» **WORK INSTRUCTIONS**
Copy out all of the material below line for line, changing no character.

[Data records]
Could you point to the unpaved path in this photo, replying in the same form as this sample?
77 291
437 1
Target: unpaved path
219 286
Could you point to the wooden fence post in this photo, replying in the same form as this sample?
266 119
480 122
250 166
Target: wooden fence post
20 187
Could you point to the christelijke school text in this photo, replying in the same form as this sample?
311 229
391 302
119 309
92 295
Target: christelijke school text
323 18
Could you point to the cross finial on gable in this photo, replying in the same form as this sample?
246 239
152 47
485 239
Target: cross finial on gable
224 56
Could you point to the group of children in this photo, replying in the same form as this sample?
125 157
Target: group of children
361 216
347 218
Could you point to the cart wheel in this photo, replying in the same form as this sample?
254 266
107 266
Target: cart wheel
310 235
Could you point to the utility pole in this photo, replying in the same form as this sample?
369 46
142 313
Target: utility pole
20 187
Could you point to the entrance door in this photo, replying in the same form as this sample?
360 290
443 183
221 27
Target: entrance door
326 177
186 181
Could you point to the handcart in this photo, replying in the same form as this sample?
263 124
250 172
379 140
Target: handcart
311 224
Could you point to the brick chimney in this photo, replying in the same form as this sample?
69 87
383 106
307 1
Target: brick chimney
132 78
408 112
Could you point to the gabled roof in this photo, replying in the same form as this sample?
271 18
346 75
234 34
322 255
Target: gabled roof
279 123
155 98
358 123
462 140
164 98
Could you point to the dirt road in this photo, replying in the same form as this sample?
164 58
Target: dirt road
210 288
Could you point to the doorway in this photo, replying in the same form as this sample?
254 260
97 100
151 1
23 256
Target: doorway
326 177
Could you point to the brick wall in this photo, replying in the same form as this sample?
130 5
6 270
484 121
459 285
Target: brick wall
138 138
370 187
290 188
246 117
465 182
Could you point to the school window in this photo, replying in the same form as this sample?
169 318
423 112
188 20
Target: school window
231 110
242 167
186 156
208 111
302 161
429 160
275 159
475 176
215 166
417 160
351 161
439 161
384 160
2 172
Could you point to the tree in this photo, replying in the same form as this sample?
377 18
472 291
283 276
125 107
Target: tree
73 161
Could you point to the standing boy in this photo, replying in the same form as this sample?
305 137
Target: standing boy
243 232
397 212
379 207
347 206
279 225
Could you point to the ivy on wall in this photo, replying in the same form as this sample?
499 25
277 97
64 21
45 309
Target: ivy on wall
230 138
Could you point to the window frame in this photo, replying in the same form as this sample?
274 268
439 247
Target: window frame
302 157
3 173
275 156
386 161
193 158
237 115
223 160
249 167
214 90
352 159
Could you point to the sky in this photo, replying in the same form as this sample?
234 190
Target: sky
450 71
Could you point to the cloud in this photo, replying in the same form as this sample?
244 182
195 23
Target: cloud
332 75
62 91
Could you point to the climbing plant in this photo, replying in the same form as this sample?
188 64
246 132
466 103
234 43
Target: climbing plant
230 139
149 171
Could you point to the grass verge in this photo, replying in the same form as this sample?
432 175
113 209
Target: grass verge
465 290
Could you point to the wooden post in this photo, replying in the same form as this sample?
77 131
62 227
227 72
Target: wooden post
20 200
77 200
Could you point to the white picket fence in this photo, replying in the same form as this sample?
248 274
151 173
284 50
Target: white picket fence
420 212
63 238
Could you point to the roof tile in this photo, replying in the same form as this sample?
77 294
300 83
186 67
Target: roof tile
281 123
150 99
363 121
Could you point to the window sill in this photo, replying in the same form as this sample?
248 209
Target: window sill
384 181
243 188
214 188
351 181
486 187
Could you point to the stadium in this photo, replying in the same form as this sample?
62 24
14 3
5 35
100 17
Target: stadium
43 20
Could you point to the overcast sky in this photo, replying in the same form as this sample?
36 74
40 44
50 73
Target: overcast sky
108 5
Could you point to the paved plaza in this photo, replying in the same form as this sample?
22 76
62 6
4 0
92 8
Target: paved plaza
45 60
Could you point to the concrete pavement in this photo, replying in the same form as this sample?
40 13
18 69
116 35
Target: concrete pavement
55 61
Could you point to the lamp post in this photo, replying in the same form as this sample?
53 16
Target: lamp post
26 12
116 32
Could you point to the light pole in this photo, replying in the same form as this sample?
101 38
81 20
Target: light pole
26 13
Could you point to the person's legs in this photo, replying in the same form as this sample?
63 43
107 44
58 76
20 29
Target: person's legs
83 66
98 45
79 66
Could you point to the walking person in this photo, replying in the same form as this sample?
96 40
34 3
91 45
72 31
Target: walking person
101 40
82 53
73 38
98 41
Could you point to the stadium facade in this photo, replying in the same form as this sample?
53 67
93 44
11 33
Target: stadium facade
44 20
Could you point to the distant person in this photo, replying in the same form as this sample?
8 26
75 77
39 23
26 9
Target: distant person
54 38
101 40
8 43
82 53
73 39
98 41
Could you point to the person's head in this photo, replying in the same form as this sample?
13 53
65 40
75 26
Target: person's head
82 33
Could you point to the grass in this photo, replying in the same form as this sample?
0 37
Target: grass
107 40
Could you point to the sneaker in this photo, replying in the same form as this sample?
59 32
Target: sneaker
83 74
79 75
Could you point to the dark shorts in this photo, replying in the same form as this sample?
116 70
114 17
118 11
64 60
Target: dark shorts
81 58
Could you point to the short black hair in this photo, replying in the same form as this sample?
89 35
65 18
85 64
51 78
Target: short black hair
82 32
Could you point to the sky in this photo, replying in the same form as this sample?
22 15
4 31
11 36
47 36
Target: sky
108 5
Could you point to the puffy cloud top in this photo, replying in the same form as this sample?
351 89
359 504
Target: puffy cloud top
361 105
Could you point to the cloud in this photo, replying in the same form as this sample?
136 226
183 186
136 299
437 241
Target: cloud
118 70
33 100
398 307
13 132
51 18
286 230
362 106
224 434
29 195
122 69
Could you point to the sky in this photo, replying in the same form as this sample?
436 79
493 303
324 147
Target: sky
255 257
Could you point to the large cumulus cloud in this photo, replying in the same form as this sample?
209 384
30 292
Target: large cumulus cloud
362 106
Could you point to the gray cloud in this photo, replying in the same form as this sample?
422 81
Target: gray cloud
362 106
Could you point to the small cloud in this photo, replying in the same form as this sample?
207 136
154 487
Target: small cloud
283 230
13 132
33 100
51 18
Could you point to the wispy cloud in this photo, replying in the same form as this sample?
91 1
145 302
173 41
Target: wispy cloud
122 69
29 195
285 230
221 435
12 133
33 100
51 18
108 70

» **PROBLEM SOLUTION**
Could you point to the unpaved path in this photo, replying in the same form as this sample?
77 291
437 1
Target: unpaved path
219 286
Could you point to the wooden fence post in this photo, replying in the same form as this sample?
266 119
480 122
250 166
Target: wooden fence post
20 187
Could you point to the christelijke school text in this photo, replying in the same form as this sample?
311 229
391 302
119 309
92 295
Target: christelijke school text
323 18
Could you point to the cross finial on gable in this photo, replying in the same form as this sample?
246 239
152 47
485 239
Target: cross finial on gable
224 56
Could you point to the group of children in this photo, replying in the same form as this sample?
125 157
Target: group of children
361 216
347 218
Could you point to the cart wheel in this photo, replying in the same form as this sample?
254 266
107 266
Target: cart wheel
310 235
Could you point to the utility pole in this photo, replying in the same form as this sample?
369 46
142 313
Target: utility pole
20 187
Could you point to the entrance door in this photo, replying in the same form as this sample?
360 290
443 183
221 27
Target: entrance door
326 177
186 181
Could you point to the handcart in this photo, replying in the same form as this sample?
263 124
250 172
379 140
Target: handcart
311 224
Could you point to the brick chimney in this photo, replying in the same form as this sample?
69 87
383 106
307 1
Target: brick chimney
132 78
408 112
Could you point to the gabled roof in this photo, replying in the same form as this sample?
271 18
346 75
234 34
322 255
Target: gabled roof
279 123
155 98
358 123
462 140
164 98
Could you point to the dirt road in this photo, replying in the same form as this sample?
164 58
Target: dirt road
210 288
Could you point to the doorway in this photo, replying in the same form as this sample?
254 260
97 100
151 1
23 256
Target: doorway
326 177
Could you point to the brick wall in this photo, replying in the same form as this sample?
130 5
6 270
484 121
459 285
Target: brick wall
138 138
370 187
290 188
246 117
465 182
Could you point to the school window in this photo, replying in the same form as this sample?
169 318
423 112
188 20
Target: school window
231 110
242 167
186 156
208 111
302 161
429 160
275 159
475 176
215 166
417 160
351 161
439 161
384 160
2 172
Could you point to the tree in this photo, replying in the same form as this sample?
377 18
472 291
283 276
125 107
Target: tree
73 161
Could you point to the standing boy in this photo, replying in the same form as this sample?
305 137
Target: standing boy
243 232
397 212
379 207
347 206
279 225
Could you point to the ivy on wall in this photo, replying in the same form as this sample?
499 25
277 97
64 21
45 309
Target: ivy on wall
230 138
Could you point to the window frame in this photo, replying in the same form as this sample?
274 268
439 247
Target: window frame
302 157
3 173
275 156
386 161
193 158
237 115
223 160
249 167
214 90
352 159
Could you point to the sky in this photo, replying in the same form as this sample?
234 190
Target: sky
450 71
Could you point to the cloud in this photo, replying in the same form as this sample?
244 182
195 23
Target: cloud
332 75
62 91
Could you point to the climbing plant in this photo, replying in the same form as this sample?
188 64
246 132
466 103
234 43
Target: climbing plant
230 139
149 171
Could you point to the grass verge in this photo, replying in the same form as this sample?
432 175
113 209
Target: grass verge
465 290
Could you point to the wooden post in this photo, replying in the same form as this sample?
77 131
62 227
227 72
Target: wooden post
20 200
77 200
Could you point to the white picket fence in this photo, replying in the same form as this sample?
248 274
151 173
284 50
Target: white picket fence
420 212
63 238
Could you point to the roof tile in this photo, replying in the same form as this sample?
77 294
300 83
186 67
Target: roof tile
281 123
150 99
363 121
Could you point to the window sill in this photo, replying in the same form as this sample?
248 209
Target: window sill
384 181
243 188
214 188
351 181
486 187
Could you point to the stadium in this photo, replying in the same form as this sample?
62 24
14 3
5 35
100 17
Target: stadium
43 20
Could you point to the overcast sky in this photo, replying in the same form as this sample?
36 74
40 44
50 73
Target: overcast sky
108 5
Could you point to the paved plaza in this photo, replying in the same form as this sample?
22 76
62 6
4 0
92 8
Target: paved plaza
45 60
Could you point to the concrete pavement in this photo, replying in the same form as this sample?
40 13
18 69
116 35
Target: concrete pavement
55 61
Could you point to the lamp post in this photo, replying in the same form as this sample?
53 16
Target: lamp post
26 12
116 32
Could you point to the light pole in this photo, replying in the same form as this sample?
101 38
81 20
Target: light pole
26 13
Could you point to the person's legs in this photo, replying in the same form as this sample?
63 43
107 44
58 76
20 29
Target: person's legs
83 66
98 45
79 66
Could you point to the walking person in this photo, replying in the same form as this sample?
96 40
34 3
91 45
72 31
Target: walking person
101 40
82 53
73 38
98 41
Could you point to the stadium facade in this photo, replying in the same form as this sample?
53 67
93 44
11 33
Target: stadium facade
44 20
Could you point to the distant person in this photo, replying in the same form as this sample?
8 26
75 77
39 23
26 9
Target: distant person
54 38
101 40
8 43
82 53
73 39
98 41
Could you point to the person's head in this photo, replying in the same form as this sample?
13 53
65 40
75 26
Target: person's head
82 33
Could you point to the grass in this photo, replying in the same form as this sample?
0 37
Target: grass
107 40
Could you point to the sneaker in this photo, replying in the same form as this sample?
59 32
Target: sneaker
83 74
79 75
Could you point to the dark shorts in this photo, replying in the same form as this sample?
116 70
114 17
118 11
64 60
Target: dark shorts
81 58
Could you point to the short black hair in this photo, replying in the same form as this sample?
89 35
65 18
85 64
51 78
Target: short black hair
82 32
Could you point to the sky in this photo, replying in the same form as this sample?
22 15
4 31
11 36
47 36
Target: sky
108 5
Could you point to the puffy cloud top in this photo, replying in the same form as this sample?
351 89
359 504
Target: puffy cloud top
361 105
Could you point to the cloud in this photo, replying in the same form as this sample?
136 226
183 186
136 299
437 241
Target: cloud
118 70
33 100
398 307
13 132
51 18
286 230
362 106
224 434
29 195
122 69
Could you point to the sky in this photo, replying in the same form as this sample?
436 79
493 303
324 147
Target: sky
255 257
Could you point to the large cumulus cloud in this photo, replying in the same form as this sample?
209 384
30 292
Target: large cumulus cloud
362 106
Could you point to the gray cloud in this photo, replying in the same form as this sample?
422 81
Target: gray cloud
362 106
Could you point to the small cloud in this photo, replying in the same form as this sample?
207 136
154 487
Target: small cloud
283 230
13 132
33 100
51 18
Could you point to the wispy cloud in this photo, replying in the same form as this sample?
91 1
145 302
173 41
Target: wispy cloud
122 69
29 195
285 230
221 435
12 133
33 100
51 18
108 70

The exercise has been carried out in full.